SUPPLIED TEXT>
________
It was near Carlisle that
Ranald Macdonald performed his act of gentle chivalry, and at Carlisle his
eldest brother Donald met his end. From Edinburgh, before the battle of
Prestonpans was fought, Donald had been sent north by the Prince to
persuade Macleod and Sir Alexander Macdonald to support the Jacobite
cause; and after the failure of his mission he was returning to the
Prince, who by this time was marching into England, when he was captured
at Lesmahagow by a divinity student named Thomas Linning [Chambers and
others have said that Linning was appointed to the church in his native
parish as a reward for his capture of Kinlochmoidart. This is most
unlikely. He did not become minister there until sixteen years afterwards.
The Rev. Thomas Linning, his father, had been minister of the second
charge since 1740; and the elder Linning's uncle of the same name, a
Chaplain in Ordinary to King George, was one of the best-known preachers
in Scotland, and had been in the first charge at Lesmahagow since 1691.
The Linnings, under the patronage of the Dukes of Hamilton, were almost a
tradition in Lesmahagow.] and an armed rabble. At Carlisle he was
condemned to death and hanged.
Before the last breath had
left his writhing body, he was cut down and disembowelled, and his head
was stuck on a spike over one of the Carlisle gates, where it remained for
many years. No Highlander passed this grim relic without saluting it in
silent reverence, and a Moidart man actually climbed to the top of the
gate and kissed it. For this dreadful act of open rebellion against King
George, he was arrested and dragged before the governor of the town. The
governor, however, was a member of the Lennox family, and his heart was so
touched by the Moidart man's devotion that he ordered him to be released,
then gave instructions that the head was to be taken down and decently
buried. It was a good thing for the peace of Carlisle that this was done,
for a little later a Highland regiment was quartered in the town. Many of
the younger men who fought for the Prince joined the British army
afterwards, and became the loyal soldiers of King George II; but it would
have been stretching loyalty a little too far to expect them to gaze
unmoved at the head of Donald Macdonald skewered upon a spike and left to
shrivel and decay. After describing the ugly fate of her great-great
grandfather, our hostess rose.
"Let me bring you the
Macdonald bagpipe," she said, and left the room, to return and place in my
hands the instrument that is believed to have been played six centuries
ago at Bannockburn. The chanter, the square mouth-piece, and the top of
one of the drones are part of the original piob mhor, and the wood is
smooth and dark with the touch of so many hands. The chanter has an extra
hole which was bored on the advice of a fairy, who said that it would
enable the pipe to give forth the most marvellous music man had ever
heard-music that would inspire the Macdonalds in battle and strike terror
into the hearts of their enemies.
________
GIVEN ENTRIES>
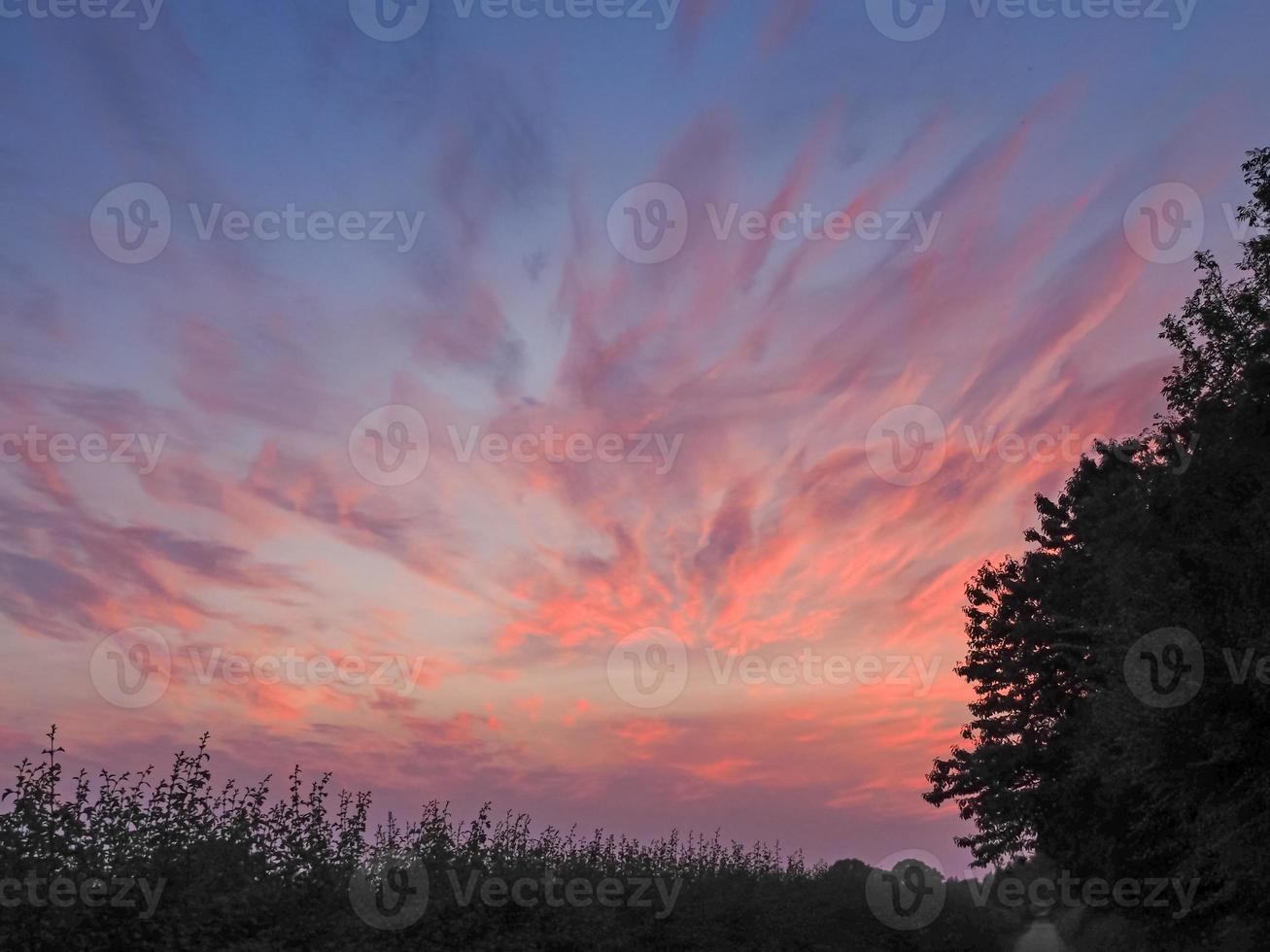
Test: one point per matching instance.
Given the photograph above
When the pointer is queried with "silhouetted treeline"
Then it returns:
(1123, 717)
(176, 864)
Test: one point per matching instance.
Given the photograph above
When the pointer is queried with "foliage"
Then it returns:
(1171, 529)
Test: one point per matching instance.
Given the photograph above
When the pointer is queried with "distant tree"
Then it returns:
(1169, 530)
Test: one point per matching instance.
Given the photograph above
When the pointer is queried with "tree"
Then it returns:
(1169, 530)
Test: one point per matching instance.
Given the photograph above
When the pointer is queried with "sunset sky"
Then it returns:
(743, 505)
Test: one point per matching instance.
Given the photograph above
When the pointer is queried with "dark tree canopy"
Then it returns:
(1063, 758)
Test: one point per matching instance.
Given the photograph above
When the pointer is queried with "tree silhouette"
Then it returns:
(1166, 532)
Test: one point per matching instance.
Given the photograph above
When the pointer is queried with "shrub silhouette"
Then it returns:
(239, 871)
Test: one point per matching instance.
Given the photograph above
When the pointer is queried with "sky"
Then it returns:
(592, 408)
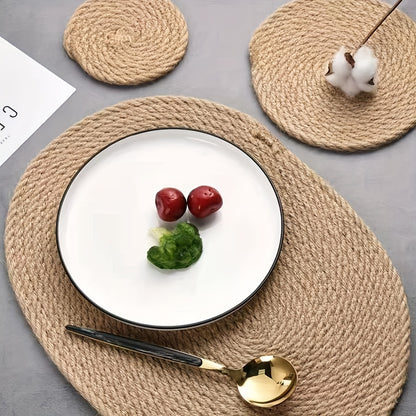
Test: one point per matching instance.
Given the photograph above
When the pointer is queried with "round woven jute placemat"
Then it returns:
(334, 304)
(290, 53)
(126, 42)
________
REQUEST> Retype the portion of the Carlisle passage between "The Rev. Thomas" and "death and hanged.", inclusive.

ANSWER TO THIS EXERCISE>
The Rev. Thomas Linning, his father, had been minister of the second
charge since 1740; and the elder Linning's uncle of the same name, a
Chaplain in Ordinary to King George, was one of the best-known preachers
in Scotland, and had been in the first charge at Lesmahagow since 1691.
The Linnings, under the patronage of the Dukes of Hamilton, were almost a
tradition in Lesmahagow.] and an armed rabble. At Carlisle he was
condemned to death and hanged.